> [DATASET CONTENT]
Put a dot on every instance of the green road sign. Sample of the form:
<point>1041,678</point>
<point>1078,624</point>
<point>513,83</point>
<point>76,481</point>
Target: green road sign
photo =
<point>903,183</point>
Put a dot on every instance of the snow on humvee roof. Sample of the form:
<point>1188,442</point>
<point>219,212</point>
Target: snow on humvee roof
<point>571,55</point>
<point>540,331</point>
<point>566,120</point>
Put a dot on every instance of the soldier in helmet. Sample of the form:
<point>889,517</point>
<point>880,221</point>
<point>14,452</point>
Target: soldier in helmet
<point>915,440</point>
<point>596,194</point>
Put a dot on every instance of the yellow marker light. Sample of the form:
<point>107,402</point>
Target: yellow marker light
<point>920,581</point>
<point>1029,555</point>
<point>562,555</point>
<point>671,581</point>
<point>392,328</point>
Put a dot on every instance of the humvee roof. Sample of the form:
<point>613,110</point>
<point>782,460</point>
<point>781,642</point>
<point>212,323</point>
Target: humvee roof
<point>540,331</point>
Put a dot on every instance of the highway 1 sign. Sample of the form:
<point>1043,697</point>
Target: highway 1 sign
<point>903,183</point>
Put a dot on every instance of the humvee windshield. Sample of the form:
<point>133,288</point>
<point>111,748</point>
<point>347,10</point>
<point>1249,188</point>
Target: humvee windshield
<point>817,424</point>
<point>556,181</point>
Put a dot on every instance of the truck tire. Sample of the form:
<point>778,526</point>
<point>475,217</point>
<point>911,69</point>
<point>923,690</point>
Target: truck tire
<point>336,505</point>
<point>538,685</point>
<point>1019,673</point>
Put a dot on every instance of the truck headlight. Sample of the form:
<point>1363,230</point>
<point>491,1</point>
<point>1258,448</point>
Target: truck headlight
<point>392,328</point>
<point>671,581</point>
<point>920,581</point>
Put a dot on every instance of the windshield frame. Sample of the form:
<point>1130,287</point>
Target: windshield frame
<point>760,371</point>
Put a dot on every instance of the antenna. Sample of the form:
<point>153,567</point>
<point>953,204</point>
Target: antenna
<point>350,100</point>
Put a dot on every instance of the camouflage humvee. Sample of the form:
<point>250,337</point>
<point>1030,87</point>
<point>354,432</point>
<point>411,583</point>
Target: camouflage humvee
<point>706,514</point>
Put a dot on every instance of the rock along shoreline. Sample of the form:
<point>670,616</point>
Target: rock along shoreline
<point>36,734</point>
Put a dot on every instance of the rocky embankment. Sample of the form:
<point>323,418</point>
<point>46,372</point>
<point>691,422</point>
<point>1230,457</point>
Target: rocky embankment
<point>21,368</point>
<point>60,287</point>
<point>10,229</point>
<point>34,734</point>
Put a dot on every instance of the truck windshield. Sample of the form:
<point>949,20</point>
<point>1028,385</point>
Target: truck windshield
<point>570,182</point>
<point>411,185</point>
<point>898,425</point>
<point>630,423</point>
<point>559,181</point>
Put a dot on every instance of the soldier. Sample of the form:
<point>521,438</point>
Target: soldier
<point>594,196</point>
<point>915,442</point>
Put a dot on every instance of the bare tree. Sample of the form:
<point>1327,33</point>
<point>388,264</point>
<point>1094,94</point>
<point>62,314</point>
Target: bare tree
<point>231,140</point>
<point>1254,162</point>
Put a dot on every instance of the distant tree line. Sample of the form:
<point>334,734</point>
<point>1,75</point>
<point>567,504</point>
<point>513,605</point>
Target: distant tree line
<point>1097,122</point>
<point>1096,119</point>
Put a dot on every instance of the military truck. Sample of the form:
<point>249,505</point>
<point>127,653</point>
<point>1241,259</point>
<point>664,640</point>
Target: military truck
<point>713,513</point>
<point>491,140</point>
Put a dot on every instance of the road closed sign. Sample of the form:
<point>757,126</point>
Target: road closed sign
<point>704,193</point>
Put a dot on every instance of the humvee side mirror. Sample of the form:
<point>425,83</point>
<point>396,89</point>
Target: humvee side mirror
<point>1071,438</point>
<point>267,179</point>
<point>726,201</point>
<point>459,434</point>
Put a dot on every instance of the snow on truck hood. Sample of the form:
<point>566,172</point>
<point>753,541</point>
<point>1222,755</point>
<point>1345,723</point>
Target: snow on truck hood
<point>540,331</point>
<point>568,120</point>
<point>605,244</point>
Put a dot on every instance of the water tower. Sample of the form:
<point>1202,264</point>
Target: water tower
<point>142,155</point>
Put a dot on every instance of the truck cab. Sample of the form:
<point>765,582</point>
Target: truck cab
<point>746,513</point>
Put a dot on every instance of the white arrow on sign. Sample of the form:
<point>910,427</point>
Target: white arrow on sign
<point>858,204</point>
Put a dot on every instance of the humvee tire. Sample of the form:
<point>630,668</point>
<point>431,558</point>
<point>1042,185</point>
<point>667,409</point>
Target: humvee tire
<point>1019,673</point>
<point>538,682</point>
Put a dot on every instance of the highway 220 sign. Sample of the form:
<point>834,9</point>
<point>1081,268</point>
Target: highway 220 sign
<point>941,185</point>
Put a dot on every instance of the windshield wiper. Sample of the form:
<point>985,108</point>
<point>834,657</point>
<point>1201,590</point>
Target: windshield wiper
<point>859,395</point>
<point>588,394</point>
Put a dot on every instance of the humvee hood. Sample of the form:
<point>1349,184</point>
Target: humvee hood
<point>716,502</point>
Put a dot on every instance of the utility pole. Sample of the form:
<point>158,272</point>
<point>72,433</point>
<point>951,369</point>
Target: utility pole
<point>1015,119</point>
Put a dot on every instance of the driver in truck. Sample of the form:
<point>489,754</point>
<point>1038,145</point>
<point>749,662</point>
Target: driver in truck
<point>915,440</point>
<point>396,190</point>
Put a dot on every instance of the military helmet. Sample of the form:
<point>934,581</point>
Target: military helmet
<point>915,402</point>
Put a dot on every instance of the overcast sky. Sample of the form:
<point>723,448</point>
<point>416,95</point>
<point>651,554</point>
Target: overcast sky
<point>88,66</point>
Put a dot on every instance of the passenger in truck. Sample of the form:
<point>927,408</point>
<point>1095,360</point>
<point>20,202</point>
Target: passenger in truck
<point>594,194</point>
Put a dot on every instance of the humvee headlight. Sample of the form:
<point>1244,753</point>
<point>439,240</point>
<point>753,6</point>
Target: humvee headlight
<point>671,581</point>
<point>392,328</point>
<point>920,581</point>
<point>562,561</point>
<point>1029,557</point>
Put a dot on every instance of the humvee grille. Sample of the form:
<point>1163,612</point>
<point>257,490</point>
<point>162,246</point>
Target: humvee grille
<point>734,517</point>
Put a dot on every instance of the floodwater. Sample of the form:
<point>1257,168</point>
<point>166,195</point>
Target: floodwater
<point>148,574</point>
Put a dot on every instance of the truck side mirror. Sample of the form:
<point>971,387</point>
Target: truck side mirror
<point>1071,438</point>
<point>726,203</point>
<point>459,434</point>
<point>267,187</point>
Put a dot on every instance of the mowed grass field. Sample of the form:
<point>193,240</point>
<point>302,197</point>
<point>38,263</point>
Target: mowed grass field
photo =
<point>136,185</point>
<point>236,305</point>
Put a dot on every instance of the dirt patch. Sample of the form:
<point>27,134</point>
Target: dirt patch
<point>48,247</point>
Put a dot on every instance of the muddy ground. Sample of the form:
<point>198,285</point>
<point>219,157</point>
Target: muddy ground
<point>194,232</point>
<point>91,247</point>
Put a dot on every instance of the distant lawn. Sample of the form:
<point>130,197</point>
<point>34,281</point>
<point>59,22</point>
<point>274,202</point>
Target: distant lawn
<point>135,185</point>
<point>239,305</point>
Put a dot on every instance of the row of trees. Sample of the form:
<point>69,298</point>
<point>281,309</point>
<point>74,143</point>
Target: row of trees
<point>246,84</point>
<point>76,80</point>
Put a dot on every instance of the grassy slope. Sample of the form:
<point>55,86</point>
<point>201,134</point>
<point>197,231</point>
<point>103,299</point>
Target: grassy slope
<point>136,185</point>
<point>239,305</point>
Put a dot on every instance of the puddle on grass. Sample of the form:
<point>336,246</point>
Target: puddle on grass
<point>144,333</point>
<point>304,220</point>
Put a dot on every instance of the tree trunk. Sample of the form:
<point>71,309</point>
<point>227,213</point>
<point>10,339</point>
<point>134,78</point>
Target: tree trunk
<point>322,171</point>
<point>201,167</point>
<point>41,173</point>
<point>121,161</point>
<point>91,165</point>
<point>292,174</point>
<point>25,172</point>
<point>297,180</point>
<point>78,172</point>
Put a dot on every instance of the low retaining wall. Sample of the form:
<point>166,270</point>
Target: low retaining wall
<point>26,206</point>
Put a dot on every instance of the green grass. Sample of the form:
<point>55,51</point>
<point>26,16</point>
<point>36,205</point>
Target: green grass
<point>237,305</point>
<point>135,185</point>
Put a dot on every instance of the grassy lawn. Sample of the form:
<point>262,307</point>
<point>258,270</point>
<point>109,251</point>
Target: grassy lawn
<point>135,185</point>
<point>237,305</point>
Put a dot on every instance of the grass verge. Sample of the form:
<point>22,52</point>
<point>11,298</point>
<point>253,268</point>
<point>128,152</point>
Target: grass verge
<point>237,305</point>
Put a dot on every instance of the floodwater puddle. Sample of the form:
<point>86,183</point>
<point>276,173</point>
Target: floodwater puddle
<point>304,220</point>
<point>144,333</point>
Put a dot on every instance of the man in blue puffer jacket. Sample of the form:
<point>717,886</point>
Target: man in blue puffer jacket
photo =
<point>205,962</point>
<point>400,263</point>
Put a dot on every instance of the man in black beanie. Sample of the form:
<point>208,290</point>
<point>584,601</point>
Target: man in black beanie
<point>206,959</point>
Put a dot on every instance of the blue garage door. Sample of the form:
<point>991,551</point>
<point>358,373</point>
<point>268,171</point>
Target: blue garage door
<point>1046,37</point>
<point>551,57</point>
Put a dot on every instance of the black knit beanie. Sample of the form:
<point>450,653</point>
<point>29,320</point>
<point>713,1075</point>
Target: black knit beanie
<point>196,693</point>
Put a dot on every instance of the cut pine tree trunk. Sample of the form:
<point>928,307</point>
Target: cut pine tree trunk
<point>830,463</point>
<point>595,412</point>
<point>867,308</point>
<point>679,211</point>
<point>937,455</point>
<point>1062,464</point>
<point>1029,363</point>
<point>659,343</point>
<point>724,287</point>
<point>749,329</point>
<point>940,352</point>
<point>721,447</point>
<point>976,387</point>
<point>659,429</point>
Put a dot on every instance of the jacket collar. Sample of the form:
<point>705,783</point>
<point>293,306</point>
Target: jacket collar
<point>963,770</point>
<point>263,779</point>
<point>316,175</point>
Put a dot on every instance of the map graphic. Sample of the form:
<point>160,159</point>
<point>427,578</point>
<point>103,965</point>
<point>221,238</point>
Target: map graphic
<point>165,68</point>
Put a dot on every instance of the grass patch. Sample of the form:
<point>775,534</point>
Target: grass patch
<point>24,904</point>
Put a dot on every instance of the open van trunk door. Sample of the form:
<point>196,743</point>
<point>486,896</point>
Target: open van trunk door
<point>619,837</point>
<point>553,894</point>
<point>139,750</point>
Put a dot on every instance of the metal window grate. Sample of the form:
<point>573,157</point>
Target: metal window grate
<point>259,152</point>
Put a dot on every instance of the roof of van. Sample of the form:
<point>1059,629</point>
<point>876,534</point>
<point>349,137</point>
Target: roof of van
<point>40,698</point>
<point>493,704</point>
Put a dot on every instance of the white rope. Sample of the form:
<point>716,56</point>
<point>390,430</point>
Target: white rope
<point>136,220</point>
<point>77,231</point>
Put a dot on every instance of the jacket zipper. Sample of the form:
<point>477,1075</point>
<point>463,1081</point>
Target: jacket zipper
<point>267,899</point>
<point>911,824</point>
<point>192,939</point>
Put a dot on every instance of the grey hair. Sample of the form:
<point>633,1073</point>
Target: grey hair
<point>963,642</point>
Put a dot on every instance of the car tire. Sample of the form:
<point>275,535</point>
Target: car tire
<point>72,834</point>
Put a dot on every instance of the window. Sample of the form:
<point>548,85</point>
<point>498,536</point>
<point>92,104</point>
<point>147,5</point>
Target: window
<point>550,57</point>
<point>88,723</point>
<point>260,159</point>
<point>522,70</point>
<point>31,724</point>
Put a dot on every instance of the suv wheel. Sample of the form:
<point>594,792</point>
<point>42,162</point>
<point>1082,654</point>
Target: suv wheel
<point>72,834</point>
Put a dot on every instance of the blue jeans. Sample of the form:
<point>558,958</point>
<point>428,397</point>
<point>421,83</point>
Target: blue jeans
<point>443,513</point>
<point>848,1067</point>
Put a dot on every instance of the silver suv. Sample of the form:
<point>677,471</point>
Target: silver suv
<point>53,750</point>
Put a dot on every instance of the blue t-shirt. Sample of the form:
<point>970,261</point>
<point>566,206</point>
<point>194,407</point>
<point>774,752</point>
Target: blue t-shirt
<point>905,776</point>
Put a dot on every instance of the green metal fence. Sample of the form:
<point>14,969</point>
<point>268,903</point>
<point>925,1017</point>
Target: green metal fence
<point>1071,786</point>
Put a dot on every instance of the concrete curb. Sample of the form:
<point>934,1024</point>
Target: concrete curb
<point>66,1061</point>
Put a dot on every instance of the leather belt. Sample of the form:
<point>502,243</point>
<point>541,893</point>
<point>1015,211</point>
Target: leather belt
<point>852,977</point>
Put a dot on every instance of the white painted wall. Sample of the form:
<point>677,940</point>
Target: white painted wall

> [PROBLEM] Could you return, word for word, the data lines running from the one that contains "Put a dot on every instance of the snow on truck" through the one that contains "<point>716,502</point>", with both of those lines included?

> [SOLUTION FOR THIS EXERCISE]
Put a dot on every instance of the snow on truck hood. Sample of the form:
<point>566,172</point>
<point>753,541</point>
<point>1222,755</point>
<point>1345,723</point>
Target: snow on truck hood
<point>540,331</point>
<point>568,120</point>
<point>605,244</point>
Put a dot on every instance of the water tower. Sample of the form:
<point>1202,264</point>
Target: water tower
<point>142,155</point>
Put a dot on every instance of the truck cab. Sample of the form:
<point>765,582</point>
Target: truck cab
<point>746,513</point>
Put a dot on every instance of the white arrow on sign. Sample of the form:
<point>910,427</point>
Target: white arrow on sign
<point>858,204</point>
Put a dot on every instance of the humvee tire. Sample of the form:
<point>630,668</point>
<point>431,558</point>
<point>1042,185</point>
<point>667,409</point>
Target: humvee tire
<point>1019,673</point>
<point>538,682</point>
Put a dot on every instance of the highway 220 sign. Sample of the form:
<point>834,9</point>
<point>1081,268</point>
Target: highway 220 sign
<point>941,185</point>
Put a dot on every instance of the windshield wiper. Sample of the form:
<point>985,108</point>
<point>834,657</point>
<point>1201,590</point>
Target: windshield wiper
<point>859,395</point>
<point>588,394</point>
Put a dot on every instance of the humvee hood. Sample of the form:
<point>1349,184</point>
Target: humvee hood
<point>716,502</point>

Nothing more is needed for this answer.